-------- Materials provided --------
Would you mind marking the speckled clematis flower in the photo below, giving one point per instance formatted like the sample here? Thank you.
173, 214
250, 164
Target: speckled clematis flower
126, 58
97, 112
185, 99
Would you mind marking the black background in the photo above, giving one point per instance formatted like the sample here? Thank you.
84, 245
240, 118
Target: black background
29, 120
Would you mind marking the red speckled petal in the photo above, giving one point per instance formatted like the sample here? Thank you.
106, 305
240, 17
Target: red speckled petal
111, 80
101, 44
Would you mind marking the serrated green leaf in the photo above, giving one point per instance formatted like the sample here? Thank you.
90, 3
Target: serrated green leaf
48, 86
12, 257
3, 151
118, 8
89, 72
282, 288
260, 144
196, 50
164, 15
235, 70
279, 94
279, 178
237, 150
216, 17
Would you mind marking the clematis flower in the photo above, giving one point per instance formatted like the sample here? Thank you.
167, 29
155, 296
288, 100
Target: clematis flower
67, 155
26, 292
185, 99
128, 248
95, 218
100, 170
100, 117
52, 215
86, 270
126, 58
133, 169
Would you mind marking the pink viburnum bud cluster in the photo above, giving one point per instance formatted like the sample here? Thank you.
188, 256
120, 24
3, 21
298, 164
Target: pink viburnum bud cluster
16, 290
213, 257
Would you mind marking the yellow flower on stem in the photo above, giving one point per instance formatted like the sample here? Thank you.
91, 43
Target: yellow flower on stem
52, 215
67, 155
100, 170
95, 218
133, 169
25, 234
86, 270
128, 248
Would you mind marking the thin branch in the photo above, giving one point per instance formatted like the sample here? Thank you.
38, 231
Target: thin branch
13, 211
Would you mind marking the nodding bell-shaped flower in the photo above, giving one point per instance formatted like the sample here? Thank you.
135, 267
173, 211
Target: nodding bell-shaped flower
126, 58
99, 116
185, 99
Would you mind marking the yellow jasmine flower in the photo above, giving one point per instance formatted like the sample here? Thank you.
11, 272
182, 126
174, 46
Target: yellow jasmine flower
--------
**Your instructions**
All lines from the one with "Target: clematis flower" through the end of the data must be repeated exactly, and nothing else may be repeated.

**Output of the exercise**
Target: clematis flower
67, 155
26, 292
185, 99
128, 248
95, 218
100, 170
100, 117
52, 215
86, 270
126, 58
133, 169
Would you mind marking the pink viburnum bud cluster in the photo above, giving one point per instance formatted like the sample here? Thank you.
188, 256
120, 24
3, 21
298, 164
Target: pink viburnum bud cluster
16, 290
213, 257
Would you mind marking the yellow flower on stem in the photo above, giving one point per instance formatted like the sample here? Thank you.
91, 43
Target: yellow flower on stem
52, 215
67, 155
100, 170
95, 218
133, 169
25, 234
86, 270
128, 248
Would you mind marking the thin branch in the photo above, giving one point per instance formatted like the sample here? Thank you.
38, 231
Target: thin branch
13, 211
Would you mind marking the nodding bell-shaped flower in the photo above, giving one point per instance formatted like the sample here? Thank you.
135, 267
173, 211
Target: nodding bell-shaped flower
126, 58
99, 116
185, 99
Would you mind marking the yellow jasmine flower in the photo above, giving one point per instance formatted like the sample here? Thank you.
11, 272
182, 126
174, 46
Target: yellow jasmine flower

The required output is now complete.